**Exercise aim:** Go through the entries below and work out how many lines include "door". Answer with the number only.
━━━━━━━━━━━━━━━━
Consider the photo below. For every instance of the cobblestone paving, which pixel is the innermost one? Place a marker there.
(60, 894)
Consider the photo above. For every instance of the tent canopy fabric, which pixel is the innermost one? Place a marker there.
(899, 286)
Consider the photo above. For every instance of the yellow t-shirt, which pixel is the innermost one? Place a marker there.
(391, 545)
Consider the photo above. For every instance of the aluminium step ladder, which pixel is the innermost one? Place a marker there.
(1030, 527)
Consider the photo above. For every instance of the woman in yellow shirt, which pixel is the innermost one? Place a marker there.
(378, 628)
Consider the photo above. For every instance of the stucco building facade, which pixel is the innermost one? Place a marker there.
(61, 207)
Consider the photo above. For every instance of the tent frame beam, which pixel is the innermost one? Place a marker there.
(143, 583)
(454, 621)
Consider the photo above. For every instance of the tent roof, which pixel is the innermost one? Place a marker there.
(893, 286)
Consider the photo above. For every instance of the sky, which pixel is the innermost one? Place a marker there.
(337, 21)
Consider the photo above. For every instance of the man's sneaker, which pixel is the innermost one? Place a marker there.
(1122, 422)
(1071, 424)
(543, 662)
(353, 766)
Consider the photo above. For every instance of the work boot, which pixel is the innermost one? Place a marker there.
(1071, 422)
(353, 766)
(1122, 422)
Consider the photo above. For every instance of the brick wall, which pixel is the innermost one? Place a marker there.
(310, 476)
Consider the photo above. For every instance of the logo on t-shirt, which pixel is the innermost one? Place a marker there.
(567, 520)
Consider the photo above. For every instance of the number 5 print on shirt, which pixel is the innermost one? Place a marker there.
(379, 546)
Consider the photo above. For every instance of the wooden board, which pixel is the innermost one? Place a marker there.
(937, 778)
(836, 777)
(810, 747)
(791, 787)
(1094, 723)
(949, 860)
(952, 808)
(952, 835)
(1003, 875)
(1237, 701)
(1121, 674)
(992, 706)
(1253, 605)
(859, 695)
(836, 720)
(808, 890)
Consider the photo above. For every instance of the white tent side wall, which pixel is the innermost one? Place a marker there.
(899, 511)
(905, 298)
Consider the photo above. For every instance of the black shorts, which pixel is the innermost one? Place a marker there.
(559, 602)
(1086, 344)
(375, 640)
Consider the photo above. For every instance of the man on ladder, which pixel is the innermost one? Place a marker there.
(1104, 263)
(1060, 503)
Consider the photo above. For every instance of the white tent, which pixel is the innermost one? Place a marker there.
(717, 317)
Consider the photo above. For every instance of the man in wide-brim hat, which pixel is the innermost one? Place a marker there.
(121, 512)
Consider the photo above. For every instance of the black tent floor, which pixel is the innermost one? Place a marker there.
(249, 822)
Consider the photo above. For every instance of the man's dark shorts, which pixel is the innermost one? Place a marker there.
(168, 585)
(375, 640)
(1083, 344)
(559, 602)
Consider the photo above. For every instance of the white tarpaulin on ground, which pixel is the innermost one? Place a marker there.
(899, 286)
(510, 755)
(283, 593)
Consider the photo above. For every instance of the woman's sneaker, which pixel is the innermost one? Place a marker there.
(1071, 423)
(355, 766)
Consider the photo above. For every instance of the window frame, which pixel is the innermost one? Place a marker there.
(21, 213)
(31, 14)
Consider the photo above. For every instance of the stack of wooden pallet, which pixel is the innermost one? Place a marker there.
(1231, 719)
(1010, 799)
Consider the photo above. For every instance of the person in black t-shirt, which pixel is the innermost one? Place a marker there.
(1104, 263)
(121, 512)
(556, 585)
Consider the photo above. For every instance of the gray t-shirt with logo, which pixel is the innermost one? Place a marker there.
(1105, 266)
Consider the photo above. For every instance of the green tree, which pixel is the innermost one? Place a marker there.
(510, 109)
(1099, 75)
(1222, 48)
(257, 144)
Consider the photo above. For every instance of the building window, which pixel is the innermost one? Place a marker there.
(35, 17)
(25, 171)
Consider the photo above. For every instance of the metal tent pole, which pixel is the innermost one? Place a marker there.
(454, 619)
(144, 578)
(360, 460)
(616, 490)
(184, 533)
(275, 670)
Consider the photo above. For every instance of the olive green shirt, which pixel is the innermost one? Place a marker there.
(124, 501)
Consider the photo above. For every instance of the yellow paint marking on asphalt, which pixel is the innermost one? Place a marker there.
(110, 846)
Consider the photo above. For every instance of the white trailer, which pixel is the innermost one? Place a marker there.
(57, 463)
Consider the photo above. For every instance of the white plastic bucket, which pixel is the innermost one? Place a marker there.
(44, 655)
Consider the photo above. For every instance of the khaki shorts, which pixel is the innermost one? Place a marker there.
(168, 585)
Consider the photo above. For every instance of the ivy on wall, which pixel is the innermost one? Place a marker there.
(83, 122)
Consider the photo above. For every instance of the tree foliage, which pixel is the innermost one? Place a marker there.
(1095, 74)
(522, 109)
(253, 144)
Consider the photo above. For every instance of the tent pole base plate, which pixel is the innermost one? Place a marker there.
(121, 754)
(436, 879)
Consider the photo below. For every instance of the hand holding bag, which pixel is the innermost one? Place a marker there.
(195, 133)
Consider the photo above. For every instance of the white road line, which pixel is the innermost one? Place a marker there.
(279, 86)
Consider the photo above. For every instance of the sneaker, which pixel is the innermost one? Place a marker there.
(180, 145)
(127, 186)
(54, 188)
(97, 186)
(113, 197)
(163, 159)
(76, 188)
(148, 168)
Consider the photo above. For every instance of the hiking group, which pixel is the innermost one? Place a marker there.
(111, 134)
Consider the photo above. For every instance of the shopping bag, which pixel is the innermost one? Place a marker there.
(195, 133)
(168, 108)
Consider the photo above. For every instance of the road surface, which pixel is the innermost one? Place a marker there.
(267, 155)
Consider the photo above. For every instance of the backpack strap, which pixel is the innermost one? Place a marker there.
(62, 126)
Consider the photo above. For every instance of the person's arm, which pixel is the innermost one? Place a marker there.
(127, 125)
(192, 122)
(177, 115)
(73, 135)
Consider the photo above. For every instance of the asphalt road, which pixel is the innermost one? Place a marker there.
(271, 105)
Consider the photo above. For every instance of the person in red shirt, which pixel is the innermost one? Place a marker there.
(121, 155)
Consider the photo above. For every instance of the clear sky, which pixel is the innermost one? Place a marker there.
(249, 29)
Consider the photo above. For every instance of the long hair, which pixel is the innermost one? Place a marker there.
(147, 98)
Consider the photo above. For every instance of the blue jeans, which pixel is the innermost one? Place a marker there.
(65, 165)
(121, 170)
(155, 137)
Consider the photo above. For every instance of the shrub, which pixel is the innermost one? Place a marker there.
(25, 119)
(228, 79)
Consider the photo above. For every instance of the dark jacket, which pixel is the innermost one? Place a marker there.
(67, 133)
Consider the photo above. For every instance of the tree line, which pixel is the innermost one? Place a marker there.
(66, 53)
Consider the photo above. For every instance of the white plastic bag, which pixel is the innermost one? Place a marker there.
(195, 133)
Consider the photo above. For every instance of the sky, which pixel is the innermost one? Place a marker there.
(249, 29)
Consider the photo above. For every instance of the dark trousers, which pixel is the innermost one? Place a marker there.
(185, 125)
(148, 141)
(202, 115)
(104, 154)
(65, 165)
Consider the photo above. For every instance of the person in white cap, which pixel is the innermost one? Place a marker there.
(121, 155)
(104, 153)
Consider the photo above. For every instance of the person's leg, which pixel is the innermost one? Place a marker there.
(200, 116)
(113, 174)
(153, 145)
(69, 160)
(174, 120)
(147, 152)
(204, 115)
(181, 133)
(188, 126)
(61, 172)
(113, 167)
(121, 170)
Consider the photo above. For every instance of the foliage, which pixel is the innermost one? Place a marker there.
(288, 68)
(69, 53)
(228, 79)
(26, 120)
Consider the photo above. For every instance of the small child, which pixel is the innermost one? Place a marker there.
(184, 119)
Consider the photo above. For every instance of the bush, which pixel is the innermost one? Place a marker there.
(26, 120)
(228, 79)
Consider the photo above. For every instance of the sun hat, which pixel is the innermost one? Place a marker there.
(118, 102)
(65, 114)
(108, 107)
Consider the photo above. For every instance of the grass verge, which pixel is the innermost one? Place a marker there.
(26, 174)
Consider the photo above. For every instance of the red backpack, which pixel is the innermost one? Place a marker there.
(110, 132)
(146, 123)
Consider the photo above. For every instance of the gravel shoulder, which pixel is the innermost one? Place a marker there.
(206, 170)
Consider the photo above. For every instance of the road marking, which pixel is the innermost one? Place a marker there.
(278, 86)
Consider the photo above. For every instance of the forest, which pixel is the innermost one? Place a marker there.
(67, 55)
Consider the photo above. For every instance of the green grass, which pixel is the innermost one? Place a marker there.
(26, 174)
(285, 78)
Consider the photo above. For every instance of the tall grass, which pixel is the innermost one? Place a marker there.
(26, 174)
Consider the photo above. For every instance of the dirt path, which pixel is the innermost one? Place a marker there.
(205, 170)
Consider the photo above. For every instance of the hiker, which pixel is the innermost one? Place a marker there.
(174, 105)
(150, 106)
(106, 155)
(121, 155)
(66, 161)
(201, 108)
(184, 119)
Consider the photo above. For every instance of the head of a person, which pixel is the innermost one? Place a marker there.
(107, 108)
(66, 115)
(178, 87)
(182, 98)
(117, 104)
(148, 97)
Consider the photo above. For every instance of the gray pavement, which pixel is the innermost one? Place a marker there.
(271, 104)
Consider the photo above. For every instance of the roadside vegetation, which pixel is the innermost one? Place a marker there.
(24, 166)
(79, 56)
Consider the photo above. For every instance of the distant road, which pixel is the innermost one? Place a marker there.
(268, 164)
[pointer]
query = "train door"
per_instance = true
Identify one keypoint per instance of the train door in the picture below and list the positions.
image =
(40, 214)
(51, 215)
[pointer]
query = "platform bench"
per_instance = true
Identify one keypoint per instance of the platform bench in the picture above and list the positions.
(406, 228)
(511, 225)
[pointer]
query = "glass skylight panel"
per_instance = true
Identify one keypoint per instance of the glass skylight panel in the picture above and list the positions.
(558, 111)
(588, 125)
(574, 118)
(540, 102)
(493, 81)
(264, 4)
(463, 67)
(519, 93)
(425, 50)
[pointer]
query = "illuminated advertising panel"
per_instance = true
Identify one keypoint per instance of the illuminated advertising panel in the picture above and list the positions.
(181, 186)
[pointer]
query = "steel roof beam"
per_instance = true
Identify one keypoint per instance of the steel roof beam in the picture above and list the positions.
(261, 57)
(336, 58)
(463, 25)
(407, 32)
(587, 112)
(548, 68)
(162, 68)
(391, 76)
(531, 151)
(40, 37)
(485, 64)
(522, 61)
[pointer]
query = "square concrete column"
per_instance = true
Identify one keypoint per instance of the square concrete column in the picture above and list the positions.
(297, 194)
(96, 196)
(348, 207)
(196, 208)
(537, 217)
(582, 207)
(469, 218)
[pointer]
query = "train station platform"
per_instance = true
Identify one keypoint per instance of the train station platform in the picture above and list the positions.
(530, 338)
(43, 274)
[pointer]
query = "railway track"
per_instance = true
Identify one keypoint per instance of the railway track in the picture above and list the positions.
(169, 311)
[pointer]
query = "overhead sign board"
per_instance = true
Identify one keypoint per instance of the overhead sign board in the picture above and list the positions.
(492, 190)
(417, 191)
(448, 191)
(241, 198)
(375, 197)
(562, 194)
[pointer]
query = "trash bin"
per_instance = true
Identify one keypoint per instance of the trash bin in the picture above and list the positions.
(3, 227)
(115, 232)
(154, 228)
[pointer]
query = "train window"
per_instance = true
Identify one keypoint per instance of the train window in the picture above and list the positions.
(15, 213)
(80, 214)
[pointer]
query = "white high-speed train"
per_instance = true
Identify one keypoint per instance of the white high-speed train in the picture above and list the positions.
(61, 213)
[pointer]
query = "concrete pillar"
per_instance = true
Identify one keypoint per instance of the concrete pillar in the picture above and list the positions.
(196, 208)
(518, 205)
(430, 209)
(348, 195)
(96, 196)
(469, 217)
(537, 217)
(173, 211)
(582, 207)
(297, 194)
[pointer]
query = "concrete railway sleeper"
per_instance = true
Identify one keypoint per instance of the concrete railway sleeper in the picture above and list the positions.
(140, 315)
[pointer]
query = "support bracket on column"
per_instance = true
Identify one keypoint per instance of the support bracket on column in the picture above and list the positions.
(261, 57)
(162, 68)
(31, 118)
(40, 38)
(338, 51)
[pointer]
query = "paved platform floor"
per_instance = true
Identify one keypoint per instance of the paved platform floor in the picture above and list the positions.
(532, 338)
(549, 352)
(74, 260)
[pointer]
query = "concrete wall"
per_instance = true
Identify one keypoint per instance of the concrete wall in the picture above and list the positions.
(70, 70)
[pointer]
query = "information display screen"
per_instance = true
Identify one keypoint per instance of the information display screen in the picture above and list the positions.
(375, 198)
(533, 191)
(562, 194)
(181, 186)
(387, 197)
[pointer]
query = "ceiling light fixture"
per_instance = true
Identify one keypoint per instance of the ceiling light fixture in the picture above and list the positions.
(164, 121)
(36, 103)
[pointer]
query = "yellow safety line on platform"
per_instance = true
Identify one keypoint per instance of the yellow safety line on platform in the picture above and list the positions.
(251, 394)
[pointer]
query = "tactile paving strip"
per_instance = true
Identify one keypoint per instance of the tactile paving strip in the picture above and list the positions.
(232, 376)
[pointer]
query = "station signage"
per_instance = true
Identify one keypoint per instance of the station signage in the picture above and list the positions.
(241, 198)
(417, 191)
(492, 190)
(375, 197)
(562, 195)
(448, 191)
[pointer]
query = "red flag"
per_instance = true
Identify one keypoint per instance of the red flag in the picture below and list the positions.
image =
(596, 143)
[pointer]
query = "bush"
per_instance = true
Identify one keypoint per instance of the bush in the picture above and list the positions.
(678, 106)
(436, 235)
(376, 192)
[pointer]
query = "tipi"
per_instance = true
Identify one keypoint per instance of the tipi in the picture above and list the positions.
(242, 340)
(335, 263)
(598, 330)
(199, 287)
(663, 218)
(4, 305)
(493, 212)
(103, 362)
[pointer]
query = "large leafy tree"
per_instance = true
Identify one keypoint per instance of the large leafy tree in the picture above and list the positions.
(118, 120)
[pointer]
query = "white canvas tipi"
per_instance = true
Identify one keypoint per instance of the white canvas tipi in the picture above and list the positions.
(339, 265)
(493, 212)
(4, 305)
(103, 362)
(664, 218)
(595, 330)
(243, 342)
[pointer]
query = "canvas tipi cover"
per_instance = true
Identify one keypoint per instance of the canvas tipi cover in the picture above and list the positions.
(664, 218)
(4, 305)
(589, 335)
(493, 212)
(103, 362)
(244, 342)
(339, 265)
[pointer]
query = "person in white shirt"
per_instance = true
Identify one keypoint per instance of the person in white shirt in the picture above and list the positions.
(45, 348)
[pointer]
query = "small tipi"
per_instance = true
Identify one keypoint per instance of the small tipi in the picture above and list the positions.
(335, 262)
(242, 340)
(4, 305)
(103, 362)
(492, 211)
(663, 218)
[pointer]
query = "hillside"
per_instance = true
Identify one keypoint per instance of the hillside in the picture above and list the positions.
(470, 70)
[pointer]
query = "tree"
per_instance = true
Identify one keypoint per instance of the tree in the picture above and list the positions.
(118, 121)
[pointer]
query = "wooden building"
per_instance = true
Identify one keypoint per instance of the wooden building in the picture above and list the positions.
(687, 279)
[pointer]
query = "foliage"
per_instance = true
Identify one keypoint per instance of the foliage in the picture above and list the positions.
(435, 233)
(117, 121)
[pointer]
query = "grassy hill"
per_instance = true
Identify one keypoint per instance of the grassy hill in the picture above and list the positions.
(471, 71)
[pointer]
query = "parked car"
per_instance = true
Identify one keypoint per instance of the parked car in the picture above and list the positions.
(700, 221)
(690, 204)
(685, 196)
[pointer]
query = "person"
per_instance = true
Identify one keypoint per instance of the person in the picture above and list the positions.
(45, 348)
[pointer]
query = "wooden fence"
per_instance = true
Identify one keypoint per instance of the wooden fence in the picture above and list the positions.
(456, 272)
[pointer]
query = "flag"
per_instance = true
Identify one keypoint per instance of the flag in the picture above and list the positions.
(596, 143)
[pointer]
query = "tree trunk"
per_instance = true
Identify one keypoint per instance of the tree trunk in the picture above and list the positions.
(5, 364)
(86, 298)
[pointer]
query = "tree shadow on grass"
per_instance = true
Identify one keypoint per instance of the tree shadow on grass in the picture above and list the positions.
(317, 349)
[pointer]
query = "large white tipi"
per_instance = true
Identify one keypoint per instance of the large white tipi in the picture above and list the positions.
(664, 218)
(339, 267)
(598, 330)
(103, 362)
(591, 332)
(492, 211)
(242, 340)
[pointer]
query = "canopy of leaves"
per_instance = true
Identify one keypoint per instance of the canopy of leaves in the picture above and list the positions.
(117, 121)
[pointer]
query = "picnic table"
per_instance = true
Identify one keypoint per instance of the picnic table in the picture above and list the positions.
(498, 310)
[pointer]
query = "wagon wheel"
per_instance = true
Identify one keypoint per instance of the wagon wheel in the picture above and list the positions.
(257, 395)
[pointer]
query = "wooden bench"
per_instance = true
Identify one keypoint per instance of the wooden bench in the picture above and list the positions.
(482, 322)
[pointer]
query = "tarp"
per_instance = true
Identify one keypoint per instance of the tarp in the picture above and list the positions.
━━━━━━━━━━━━━━━━
**Task result:** 2